J'avance vers la Residenzplatz, au milieu de laquelle une fontaine, ornée de chevaux, de tritons et d'atlantes aux corps ployés, séparées par des roches et de vastes coupes, projette vers le ciel une gerbe magnifique d'eau blanche écumeuse, qui vient s'unir brièvement à ses frères-nuages pour replonger avec frénésie vers la source.



Fontaine ardente


Je me dirige vers la cathédrale de style baroque. Les sculptures des portes ont pour thème la Foi, l'Espérance et la Charité. Au centre du vaste dôme resplendit une discrète colombe blanche au milieu de grands éclats de couleur or.


Le Saint Esprit


En sortant, je me dirige vers la place de la cathédrale, sur laquelle se dresse une colonne de la Vierge, avec dans ses mains l'enfant Jésus, futur crucifié. Le parvis est encombrée d'une scène, ainsi que de rangées de sièges pour les spectateurs. Tandis que je marche, une musique tombe des cieux, comme une pluie qui s'accentue au fur et à mesure de mon avancée. Je tends l'oreille, depuis les nuages s'épanche un orchestre invisible dont les notes souveraines envahissent l'espace. Je reconnais le morceau, c'est la symphonie 40 en sol mineur, mouvement Allegro Assai, qui s'abat comme une immense tourmente autour de moi. Je marche, tandis que les bouffées de violence, de colère s'abattent en cascades tumultueuses. Les contrastes musicaux marqués, exacerbés par les violons tendus à l'unisson délivrent la tonalité sombre du passage. Deux brèves accalmies interviennent, dans lesquelles plane une tension interne, mais à chaque fois, les vibratos frénétiques des violons reprennent  la course poursuite vers les abîmes. La pluie diluvienne de notes éclate autour de moi, le tumulte intérieur en quête de soulagement gronde, le sentiment de colère du monde contre l'injustice plane. Lorsque les instruments se sont tus, je ressens autour de moi le souvenir d'une furie qui a explosé dans les cœurs, comme un feu d'artifice de colère, un bouillonnement de sang vif.

J'entre dans le cimetière Saint Pierre, dans lequel des grilles de fer forgé délimitent les caveaux dans lesquels reposent les morts. S'élève alors des tombes la messe de Requiem en ré mineur. Les bassons puis les cors de basset de l'Introitus commencent à donner la tonalité sombre, ténébreuse de l'ensemble. Puis la prédominance du chant s'affirme, le chœur entonne sa prière en latin :


« Seigneur, donnez leur le repos éternel,
Et faites luire sur eux la lumière sans fin »

================

- [Objectif]:
Mettez à jour l'extrait choisi de « Fontaine ardente » à « de couleur or. » en remplaçant « colombe » par « tourterelle ».

- [Extrait des données]:
================

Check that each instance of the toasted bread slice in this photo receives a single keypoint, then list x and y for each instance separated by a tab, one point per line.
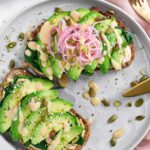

================

- [Corrigé]:
Fontaine ardente


Je me dirige vers la cathédrale de style baroque. Les sculptures des portes ont pour thème la Foi, l'Espérance et la Charité. Au centre du vaste dôme resplendit une discrète tourterelle blanche au milieu de grands éclats de couleur or.